* 読解文 *

-*-

発展途上国から米国に移住すると、オリジナルの腸内細菌叢が上書きされていく!?
なぜヒトは肥満、メタボリックシンドローム、アレルギー、喘息、糖尿病、がんなどになるのか。
もちろん、食生活や運動不足、それ以外にもさまざまな要因が複雑に絡み合っているが、やはり「腸内フローラ」が最も注目されている。正式にはマイクロバイオーム(腸内細菌叢)とよばれる。
21世紀に入り、数々の疫学研究が明らかにした知見は「食習慣がマイクロバイオームを一変させる」という明白なエビデンスだ。
マイクロバイオームは民族や人種でも固有のバランスがあり、そのバランスとさまざまな疾患との関係も研究も進んでいる。
発展途上国から米国に移住して肥満リスクが高まる
たとえば、「発展途上国の住民は、米国の住民よりもマイクロバイオームの多様性が高いため、腸管内に有益な微生物が多く存在する。だが、マイクロバイオームの西欧化で肥満リスクが高まる可能性がある」と警告する研究がある(細胞生物学専門誌「Cell」2018; 175: 962-972.e10)。
発表によれば、米ミネソタ大学のダン・ナイツ教授らの研究チームは、タイに居住しているモン族(女性)、カレン族、米国に移住した両民族およびその子供の計514例(18~78歳)と、米国で生まれた欧州系米国人36例を対象に便サンプル、食事や身体測定データを集め、「移民によるマイクロバイオームと肥満」の関連を解析した。
便サンプルでは、リボソームの塩基配列を調べる「16S rRNA遺伝子解析」と微生物の多様性を調べる「ショットガンメタゲノム解析」を組み合わせてDNAシークエンシング(塩基配列の決定)を行い、マイクロバイオームの変化を観察した。
その結果、移住直後の6~9カ月間のモン族とカレン族のマイクロバイオームは、食物繊維の分解作用が強いプレボテラ属の細菌が優位だった。
一方、移住後10年間のマイクロバイオームは、バクテロイデス属の細菌が優位を保ち、食物繊維を分解する酵素も減少した。米国に長く居住すればするほどマイクロバイオームの多様性も減少したのだ。
プレボテラ属は食物繊維を多く摂取する東南アジア人の腸に生息し、バクテロイデス属は肉類を多く摂取する欧米人の腸に生息する。

-*-

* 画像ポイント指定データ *
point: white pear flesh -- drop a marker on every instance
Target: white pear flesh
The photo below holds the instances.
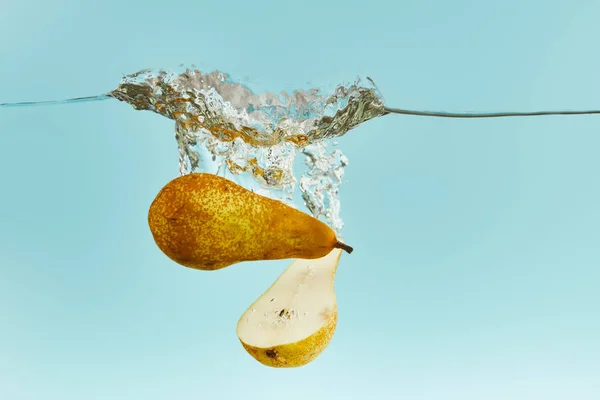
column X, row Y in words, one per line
column 291, row 323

-*-

* 課題 A *
腸内細菌叢の記事で、「なぜヒトは」で始まる文に挙げられている病気は何ですか？すべて答えてください。
* 課題 B *
腸内細菌叢の記事の「発展途上国から米国に移住すると、オリジナルの腸内細菌叢が上書きされていく!?」から「ム(腸内細菌叢)とよばれる。」までを、両端も含めて一字一句そのまま書き写してください。
これらの記録は別の出典から取ったものです。

* 解答 A *
肥満、メタボリックシンドローム、アレルギー、喘息、糖尿病、がん

* 解答 B *
発展途上国から米国に移住すると、オリジナルの腸内細菌叢が上書きされていく!?
なぜヒトは肥満、メタボリックシンドローム、アレルギー、喘息、糖尿病、がんなどになるのか。
もちろん、食生活や運動不足、それ以外にもさまざまな要因が複雑に絡み合っているが、やはり「腸内フローラ」が最も注目されている。正式にはマイクロバイオーム(腸内細菌叢)とよばれる。